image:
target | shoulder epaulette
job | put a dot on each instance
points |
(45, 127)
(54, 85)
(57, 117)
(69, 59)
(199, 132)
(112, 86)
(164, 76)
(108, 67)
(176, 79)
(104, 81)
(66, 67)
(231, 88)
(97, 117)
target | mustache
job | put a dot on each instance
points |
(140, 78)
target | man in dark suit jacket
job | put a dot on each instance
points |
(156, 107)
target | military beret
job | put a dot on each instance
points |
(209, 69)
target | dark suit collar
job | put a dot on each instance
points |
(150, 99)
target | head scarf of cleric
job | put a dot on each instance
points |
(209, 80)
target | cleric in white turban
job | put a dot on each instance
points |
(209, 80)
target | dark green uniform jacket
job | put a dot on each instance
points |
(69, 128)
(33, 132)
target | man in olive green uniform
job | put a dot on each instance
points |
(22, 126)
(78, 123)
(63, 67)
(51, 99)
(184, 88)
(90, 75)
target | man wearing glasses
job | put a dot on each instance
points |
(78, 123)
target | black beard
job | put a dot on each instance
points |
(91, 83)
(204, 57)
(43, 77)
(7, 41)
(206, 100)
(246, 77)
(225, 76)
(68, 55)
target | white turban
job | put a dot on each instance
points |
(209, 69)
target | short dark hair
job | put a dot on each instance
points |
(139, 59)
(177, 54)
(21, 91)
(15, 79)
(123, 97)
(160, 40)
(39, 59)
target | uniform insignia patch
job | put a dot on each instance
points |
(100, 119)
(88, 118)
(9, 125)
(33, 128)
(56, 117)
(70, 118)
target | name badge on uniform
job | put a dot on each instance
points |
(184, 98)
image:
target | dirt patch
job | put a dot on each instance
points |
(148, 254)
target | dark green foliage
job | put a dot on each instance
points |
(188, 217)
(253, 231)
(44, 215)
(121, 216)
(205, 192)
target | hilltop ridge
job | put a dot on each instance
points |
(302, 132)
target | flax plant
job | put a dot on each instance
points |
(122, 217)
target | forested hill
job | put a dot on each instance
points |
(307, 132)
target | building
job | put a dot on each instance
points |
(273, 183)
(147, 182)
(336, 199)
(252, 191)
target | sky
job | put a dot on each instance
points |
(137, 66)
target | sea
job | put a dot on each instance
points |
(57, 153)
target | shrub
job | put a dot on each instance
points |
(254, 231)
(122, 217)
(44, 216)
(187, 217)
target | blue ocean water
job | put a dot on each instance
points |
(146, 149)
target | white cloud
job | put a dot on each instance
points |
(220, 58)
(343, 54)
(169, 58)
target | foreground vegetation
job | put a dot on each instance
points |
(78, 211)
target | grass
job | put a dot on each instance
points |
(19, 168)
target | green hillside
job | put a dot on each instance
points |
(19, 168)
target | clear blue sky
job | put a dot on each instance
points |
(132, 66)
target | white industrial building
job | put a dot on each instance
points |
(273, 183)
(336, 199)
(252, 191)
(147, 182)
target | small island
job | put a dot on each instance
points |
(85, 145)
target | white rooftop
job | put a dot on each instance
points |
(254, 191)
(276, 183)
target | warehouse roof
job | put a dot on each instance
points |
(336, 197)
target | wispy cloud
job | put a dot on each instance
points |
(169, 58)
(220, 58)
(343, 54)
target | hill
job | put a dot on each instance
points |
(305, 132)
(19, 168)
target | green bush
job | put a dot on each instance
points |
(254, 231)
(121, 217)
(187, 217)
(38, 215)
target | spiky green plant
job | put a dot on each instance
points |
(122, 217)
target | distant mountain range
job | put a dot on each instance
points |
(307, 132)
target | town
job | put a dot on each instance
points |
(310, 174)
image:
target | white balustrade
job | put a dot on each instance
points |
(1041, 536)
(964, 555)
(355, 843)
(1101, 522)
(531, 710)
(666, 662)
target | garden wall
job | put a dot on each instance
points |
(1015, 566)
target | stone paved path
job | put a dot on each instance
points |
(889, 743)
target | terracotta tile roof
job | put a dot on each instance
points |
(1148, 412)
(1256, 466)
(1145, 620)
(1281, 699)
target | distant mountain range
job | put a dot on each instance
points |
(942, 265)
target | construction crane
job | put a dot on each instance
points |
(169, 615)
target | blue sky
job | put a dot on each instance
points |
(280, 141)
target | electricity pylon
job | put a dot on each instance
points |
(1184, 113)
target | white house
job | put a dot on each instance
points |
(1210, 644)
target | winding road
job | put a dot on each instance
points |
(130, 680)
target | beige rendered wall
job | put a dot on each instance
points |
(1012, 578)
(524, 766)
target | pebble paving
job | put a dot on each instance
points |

+++++

Please reproduce the entire listing, exactly as shown.

image:
target | shoulder epaulette
job | put a dot on each instance
points |
(45, 127)
(54, 85)
(57, 117)
(69, 59)
(199, 132)
(112, 86)
(164, 76)
(108, 67)
(176, 79)
(104, 81)
(66, 67)
(231, 88)
(97, 117)
target | mustache
job | put a dot on each instance
points |
(140, 78)
target | man in dark suit jacket
job | put a dot on each instance
points |
(156, 107)
target | military beret
job | put a dot on each instance
points |
(209, 69)
target | dark suit collar
job | put a dot on each instance
points |
(150, 99)
target | head scarf of cleric
job | put a dot on each instance
points |
(209, 80)
target | cleric in white turban
job | put a dot on each instance
points |
(209, 80)
target | dark green uniform jacket
job | put a dot on each instance
points |
(69, 128)
(33, 132)
target | man in olive green uniform
job | put a dot on each instance
points |
(22, 126)
(78, 123)
(63, 67)
(51, 99)
(184, 88)
(90, 75)
target | man wearing glasses
job | put a dot on each instance
points |
(78, 123)
target | black beard
job | put a dot on each instance
points |
(91, 83)
(204, 57)
(43, 77)
(7, 41)
(206, 100)
(246, 77)
(225, 76)
(68, 55)
target | white turban
job | put a dot on each instance
points |
(209, 69)
target | short dark hair
job | put a dot on each instance
points |
(139, 59)
(177, 54)
(21, 91)
(15, 79)
(123, 97)
(160, 40)
(39, 59)
target | uniform insignia patch
job | put a dot on each instance
points |
(100, 119)
(88, 118)
(9, 125)
(33, 128)
(56, 117)
(70, 118)
target | name badge on uniform
job | put a dot on each instance
points |
(184, 98)
image:
target | dirt patch
job | put a dot on each instance
points |
(148, 254)
target | dark green foliage
job | put a dot on each instance
points |
(188, 217)
(253, 231)
(44, 215)
(121, 216)
(205, 192)
target | hilltop ridge
job | put a dot on each instance
points |
(302, 132)
target | flax plant
job | put a dot on each instance
points |
(122, 217)
target | forested hill
job | put a dot on each instance
points |
(307, 132)
target | building
job | put a dot on each instance
points |
(273, 183)
(147, 182)
(336, 199)
(252, 191)
target | sky
job | put a dot on each instance
points |
(137, 66)
target | sea
job | put a dot on each instance
points |
(57, 153)
target | shrub
job | put a dot on each instance
points |
(254, 231)
(122, 217)
(44, 216)
(187, 217)
target | blue ocean water
job | put a dot on each instance
points |
(146, 149)
target | white cloud
job | put a dot on each instance
points |
(220, 58)
(343, 54)
(169, 58)
target | foreground vegetation
job | put a dot on each instance
points |
(78, 211)
target | grass
job | put a dot on each instance
points |
(19, 168)
target | green hillside
job | put a dot on each instance
points |
(19, 168)
target | clear blue sky
job | put a dot on each instance
points |
(132, 66)
target | white industrial building
job | put a dot on each instance
points |
(273, 183)
(336, 199)
(252, 191)
(147, 182)
target | small island
job | put a dot on each instance
points |
(85, 145)
target | white rooftop
job | put a dot on each instance
points |
(254, 191)
(276, 183)
target | warehouse roof
job | put a dot on each instance
points |
(336, 197)
target | wispy cloud
job | put a dot on each instance
points |
(169, 58)
(220, 58)
(343, 54)
target | hill
job | put a dot on each instance
points |
(305, 132)
(19, 168)
target | green bush
job | put a dot on each instance
points |
(254, 231)
(121, 217)
(187, 217)
(38, 215)
target | spiky green plant
job | put a dot on each instance
points |
(122, 217)
target | distant mountain range
job | put a dot on each instance
points |
(307, 132)
target | town
job | put a dot on each instance
points |
(310, 174)
image:
target | white balustrade
job | put a dot on each instance
points |
(1041, 536)
(964, 555)
(355, 843)
(1101, 522)
(531, 710)
(666, 662)
target | garden wall
job | put a dot on each instance
points |
(1015, 566)
target | stone paved path
job | put a dot on each instance
points |
(889, 743)
target | terracotta tile roof
job | put a dot on each instance
points |
(1148, 412)
(1256, 466)
(1145, 620)
(1281, 699)
target | distant mountain range
job | put a dot on each instance
points |
(942, 265)
target | construction crane
job | put a dot on each instance
points |
(169, 615)
target | blue sky
job | put a dot on each instance
points |
(280, 141)
target | electricity pylon
job | put a dot on each instance
points |
(1184, 113)
target | white house
job | put a dot on each instance
points |
(1210, 644)
target | winding road
job | put a dot on each instance
points |
(130, 680)
target | beige rendered wall
job | put a dot on each instance
points |
(1012, 578)
(524, 766)
target | pebble paving
job | put a dot on each instance
points |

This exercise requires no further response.